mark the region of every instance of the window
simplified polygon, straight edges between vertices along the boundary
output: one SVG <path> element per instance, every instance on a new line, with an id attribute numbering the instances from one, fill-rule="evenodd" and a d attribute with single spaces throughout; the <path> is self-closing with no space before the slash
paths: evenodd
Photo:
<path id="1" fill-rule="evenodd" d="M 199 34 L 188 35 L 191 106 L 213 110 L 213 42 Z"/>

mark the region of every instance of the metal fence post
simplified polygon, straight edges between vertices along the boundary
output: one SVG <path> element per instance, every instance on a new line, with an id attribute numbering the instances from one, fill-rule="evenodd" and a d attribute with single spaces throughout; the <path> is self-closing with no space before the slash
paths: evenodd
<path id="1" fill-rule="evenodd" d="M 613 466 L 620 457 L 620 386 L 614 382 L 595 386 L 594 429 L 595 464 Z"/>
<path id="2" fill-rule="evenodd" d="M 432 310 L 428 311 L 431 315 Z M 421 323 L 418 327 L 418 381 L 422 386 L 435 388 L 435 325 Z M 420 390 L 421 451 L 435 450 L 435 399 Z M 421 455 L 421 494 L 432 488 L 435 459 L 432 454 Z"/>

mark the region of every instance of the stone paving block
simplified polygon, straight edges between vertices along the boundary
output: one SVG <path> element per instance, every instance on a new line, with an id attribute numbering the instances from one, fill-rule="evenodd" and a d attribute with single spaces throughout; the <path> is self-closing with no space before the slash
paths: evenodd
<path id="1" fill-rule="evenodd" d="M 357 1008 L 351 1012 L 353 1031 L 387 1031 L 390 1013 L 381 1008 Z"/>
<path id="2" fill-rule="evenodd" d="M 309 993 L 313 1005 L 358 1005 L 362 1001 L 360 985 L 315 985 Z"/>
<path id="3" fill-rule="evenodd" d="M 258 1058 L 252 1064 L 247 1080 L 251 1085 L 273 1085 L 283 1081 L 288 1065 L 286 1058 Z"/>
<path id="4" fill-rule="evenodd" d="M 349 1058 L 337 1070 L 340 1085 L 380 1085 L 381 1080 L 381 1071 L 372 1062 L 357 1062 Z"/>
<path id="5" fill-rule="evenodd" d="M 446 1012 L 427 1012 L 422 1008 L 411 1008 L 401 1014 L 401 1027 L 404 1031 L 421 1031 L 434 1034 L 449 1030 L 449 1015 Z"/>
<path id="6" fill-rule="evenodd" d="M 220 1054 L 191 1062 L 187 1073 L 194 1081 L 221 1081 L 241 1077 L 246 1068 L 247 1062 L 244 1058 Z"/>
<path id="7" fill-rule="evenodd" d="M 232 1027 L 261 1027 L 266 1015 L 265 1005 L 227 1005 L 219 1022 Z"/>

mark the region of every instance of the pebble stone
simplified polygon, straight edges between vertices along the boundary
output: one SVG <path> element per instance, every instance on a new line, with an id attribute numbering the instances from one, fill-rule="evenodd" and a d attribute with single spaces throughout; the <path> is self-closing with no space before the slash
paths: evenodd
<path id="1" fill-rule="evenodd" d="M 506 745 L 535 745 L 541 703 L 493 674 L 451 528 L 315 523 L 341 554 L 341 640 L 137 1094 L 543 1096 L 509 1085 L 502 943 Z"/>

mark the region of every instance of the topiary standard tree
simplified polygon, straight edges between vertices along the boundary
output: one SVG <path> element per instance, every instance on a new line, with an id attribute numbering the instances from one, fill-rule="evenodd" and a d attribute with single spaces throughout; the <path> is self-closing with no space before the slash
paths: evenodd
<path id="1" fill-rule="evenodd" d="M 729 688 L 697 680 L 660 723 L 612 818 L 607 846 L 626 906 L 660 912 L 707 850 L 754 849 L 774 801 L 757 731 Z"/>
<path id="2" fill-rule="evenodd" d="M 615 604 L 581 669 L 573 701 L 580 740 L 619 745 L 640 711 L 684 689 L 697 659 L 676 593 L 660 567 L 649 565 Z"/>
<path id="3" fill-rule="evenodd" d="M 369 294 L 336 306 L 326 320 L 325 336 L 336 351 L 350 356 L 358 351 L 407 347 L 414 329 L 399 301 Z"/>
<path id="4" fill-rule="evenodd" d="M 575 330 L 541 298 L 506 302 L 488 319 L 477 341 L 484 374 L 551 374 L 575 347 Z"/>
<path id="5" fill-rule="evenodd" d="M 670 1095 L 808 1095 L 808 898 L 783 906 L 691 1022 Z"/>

◇ ◇ ◇ ◇

■ WHAT THE TASK ASKS: Please restate every record shown above, word for word.

■ OUTPUT FOR THIS TASK:
mark the region of every instance of the window
simplified polygon, straight edges between vertices along the boundary
output: one SVG <path> element per instance, every instance on a new line, with an id attribute numbering the instances from one, fill-rule="evenodd" and a d attribute with single spaces throughout; the <path> is self-closing with no space before the slash
paths: evenodd
Photo:
<path id="1" fill-rule="evenodd" d="M 199 34 L 188 35 L 191 106 L 213 110 L 213 42 Z"/>

mark the region of every instance of the metal fence post
simplified polygon, straight edges between vertices along the boundary
output: one SVG <path> element per instance, every instance on a new line, with an id attribute numbering the instances from one, fill-rule="evenodd" and a d attribute with single spaces throughout; the <path> is self-closing with no space before the slash
paths: evenodd
<path id="1" fill-rule="evenodd" d="M 613 466 L 620 457 L 620 386 L 614 382 L 595 386 L 594 429 L 595 464 Z"/>
<path id="2" fill-rule="evenodd" d="M 432 310 L 428 311 L 431 315 Z M 421 323 L 418 327 L 418 381 L 422 386 L 435 388 L 435 325 Z M 420 390 L 421 451 L 435 450 L 435 399 Z M 421 455 L 421 494 L 432 488 L 435 459 L 432 454 Z"/>

mark the region of every instance of the stone paving block
simplified polygon, straight edges between vertices along the boundary
output: one SVG <path> element per instance, every instance on a new line, with an id attribute numbering the instances from one, fill-rule="evenodd" and a d attribute with single spaces throughout; the <path> is self-closing with no space before the slash
paths: evenodd
<path id="1" fill-rule="evenodd" d="M 357 1008 L 351 1012 L 353 1031 L 387 1031 L 390 1013 L 381 1008 Z"/>
<path id="2" fill-rule="evenodd" d="M 309 993 L 313 1005 L 358 1005 L 362 1001 L 360 985 L 315 985 Z"/>
<path id="3" fill-rule="evenodd" d="M 258 1058 L 252 1064 L 247 1080 L 251 1085 L 273 1085 L 283 1081 L 288 1065 L 286 1058 Z"/>
<path id="4" fill-rule="evenodd" d="M 349 1058 L 337 1070 L 340 1085 L 380 1085 L 381 1080 L 381 1071 L 372 1062 L 357 1062 Z"/>
<path id="5" fill-rule="evenodd" d="M 446 1012 L 427 1012 L 422 1008 L 411 1008 L 401 1014 L 401 1027 L 404 1031 L 421 1031 L 434 1034 L 449 1030 L 449 1015 Z"/>
<path id="6" fill-rule="evenodd" d="M 220 1054 L 191 1062 L 187 1073 L 194 1081 L 221 1081 L 241 1077 L 246 1068 L 247 1062 L 244 1058 Z"/>
<path id="7" fill-rule="evenodd" d="M 232 1027 L 261 1027 L 266 1015 L 265 1005 L 227 1005 L 219 1022 Z"/>

mark the region of every instance of the pebble stone
simplified polygon, straight edges between vertices along the boundary
output: one SVG <path> element per instance, every instance on a new line, with an id attribute numbering the instances from one, fill-rule="evenodd" and a d attribute with single spaces throughout; the <path> is self-closing with no space before the slash
paths: evenodd
<path id="1" fill-rule="evenodd" d="M 506 745 L 535 745 L 541 703 L 493 674 L 451 528 L 315 523 L 341 554 L 341 640 L 137 1094 L 543 1096 L 509 1085 L 502 943 Z"/>

mark the region of every instance of the topiary standard tree
simplified polygon, straight edges between vertices along the boundary
output: one SVG <path> element per instance, every instance on a new line, with an id attribute numbering the instances from one, fill-rule="evenodd" and a d attribute with single spaces throughout; the <path> is self-closing with no space before the slash
paths: evenodd
<path id="1" fill-rule="evenodd" d="M 729 688 L 697 680 L 660 723 L 612 818 L 607 846 L 626 906 L 660 912 L 707 850 L 754 849 L 774 801 L 757 731 Z"/>
<path id="2" fill-rule="evenodd" d="M 615 604 L 581 669 L 573 701 L 580 740 L 619 745 L 640 711 L 684 689 L 697 659 L 676 593 L 660 567 L 649 565 Z"/>
<path id="3" fill-rule="evenodd" d="M 369 294 L 336 306 L 326 320 L 325 336 L 336 351 L 350 356 L 358 351 L 407 347 L 414 329 L 399 301 Z"/>
<path id="4" fill-rule="evenodd" d="M 575 330 L 541 298 L 506 302 L 488 319 L 477 341 L 484 374 L 551 374 L 575 347 Z"/>
<path id="5" fill-rule="evenodd" d="M 670 1095 L 808 1095 L 808 898 L 783 906 L 691 1022 Z"/>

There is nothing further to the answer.